* Reading passage *
▬▬▬

US health IT giant Cerner has completed its £870 million ($1.3 billion) acquisition of Siemens Health Services.

Cerner’s acquisition of the Siemens business unit, first announced in August 2014, represents a significant consolidation of the US electronic medical records market.

The expanded Cerner will have an expanded client base and R&D resource, and be better able to continue to challenge arch rival Epic. 

In January Cerner lost out to Epic in a high profile EMR procurement by the prestigious Mayo Clinic. 

Both Cerner and Epic remain in the running for the £7.34 billion ($11 billion) US military electronic health records programme, expected to be the largest single EMR procurement for years to come.

The addition of Siemens' health information business also means that Cerner now has a combined annual research and development spend of £433 million ($650 million).

“By combining client bases, investments in R&D and associates, we are in a great position to lead clients through one of the most dynamic eras in health care,” said Neal Patterson, Cerner chairman, CEO and co-founder.

“Cerner remains focused on key development areas including population health, physician experience, open platforms, revenue cycle and mobility,” Patterson added.

John Glaser, the former CEO of Siemens Health Services, has joined Cerner as a senior vice president and member of the company’s executive cabinet.

Cerner and Siemens AG, the former parent company of Siemens Health Services, are also moving forward with a strategic alliance designed to advance industry innovation.

▬▬▬

* Extracted material *
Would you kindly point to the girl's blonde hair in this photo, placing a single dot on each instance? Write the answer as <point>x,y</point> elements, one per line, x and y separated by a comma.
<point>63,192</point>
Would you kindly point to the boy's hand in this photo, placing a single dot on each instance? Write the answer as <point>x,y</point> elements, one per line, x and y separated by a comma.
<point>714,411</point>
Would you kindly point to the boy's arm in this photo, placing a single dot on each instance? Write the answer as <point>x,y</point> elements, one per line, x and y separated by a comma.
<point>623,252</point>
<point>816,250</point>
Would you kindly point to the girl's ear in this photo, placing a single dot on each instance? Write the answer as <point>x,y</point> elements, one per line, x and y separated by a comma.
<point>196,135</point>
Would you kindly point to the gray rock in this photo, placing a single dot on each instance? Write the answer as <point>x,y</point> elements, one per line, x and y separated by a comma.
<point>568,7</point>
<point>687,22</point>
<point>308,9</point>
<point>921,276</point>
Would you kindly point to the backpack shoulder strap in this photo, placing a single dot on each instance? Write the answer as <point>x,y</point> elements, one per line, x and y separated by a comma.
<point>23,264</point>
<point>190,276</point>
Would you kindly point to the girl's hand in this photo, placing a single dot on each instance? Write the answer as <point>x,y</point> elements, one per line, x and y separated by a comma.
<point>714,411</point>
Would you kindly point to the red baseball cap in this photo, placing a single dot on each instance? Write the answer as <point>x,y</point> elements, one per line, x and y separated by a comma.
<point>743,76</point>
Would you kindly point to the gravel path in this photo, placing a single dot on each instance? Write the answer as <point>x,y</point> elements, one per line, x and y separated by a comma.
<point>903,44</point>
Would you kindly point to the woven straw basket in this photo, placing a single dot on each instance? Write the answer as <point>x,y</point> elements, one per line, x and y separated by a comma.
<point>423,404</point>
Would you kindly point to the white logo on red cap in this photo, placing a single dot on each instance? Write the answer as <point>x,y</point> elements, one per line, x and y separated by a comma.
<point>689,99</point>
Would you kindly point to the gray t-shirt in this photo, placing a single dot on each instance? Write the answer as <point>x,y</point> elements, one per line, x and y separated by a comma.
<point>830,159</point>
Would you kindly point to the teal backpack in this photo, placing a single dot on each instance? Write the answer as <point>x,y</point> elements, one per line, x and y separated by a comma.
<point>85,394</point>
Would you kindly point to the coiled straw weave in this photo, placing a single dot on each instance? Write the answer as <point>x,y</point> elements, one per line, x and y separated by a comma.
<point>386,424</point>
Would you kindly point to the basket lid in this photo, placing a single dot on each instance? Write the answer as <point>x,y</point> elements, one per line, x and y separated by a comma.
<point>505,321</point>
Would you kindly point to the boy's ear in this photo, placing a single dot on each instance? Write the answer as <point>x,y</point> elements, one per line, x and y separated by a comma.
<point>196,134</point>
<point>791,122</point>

▬▬▬

* Task details *
Please resume the news article on Cerner's acquisition of Siemens Health Services, picking up after its final sentence.

* Answer for this exercise *
The early focus of the alliance is on integrating diagnostics and therapeutics into the electronic health record.  Each organisation has committed $50 million to the initiative over three years.

“A unique feature of this acquisition is we’ll continue working with Siemens AG in a R&D capacity, in order to advance the interoperability of electronic health records with medical devices,” said Patterson.

Cerner expects revenue in 2015 to be approximately $4.8 billion to $5 billion, with a client base spanning more than 30 countries across more than 18,000 facilities.

Following the acquisition Cerner will have 21,000 associates internationally.

Support for Siemens Health Services core platforms will remain in place. Cerner says current implementations will continue, and that it will support and develop the Soarian platform for at least the next decade.

Siemen's medical imaging business, on which the company has focused in the UK, is not affected by the deal, and neither is its laboratory and diagnostics business.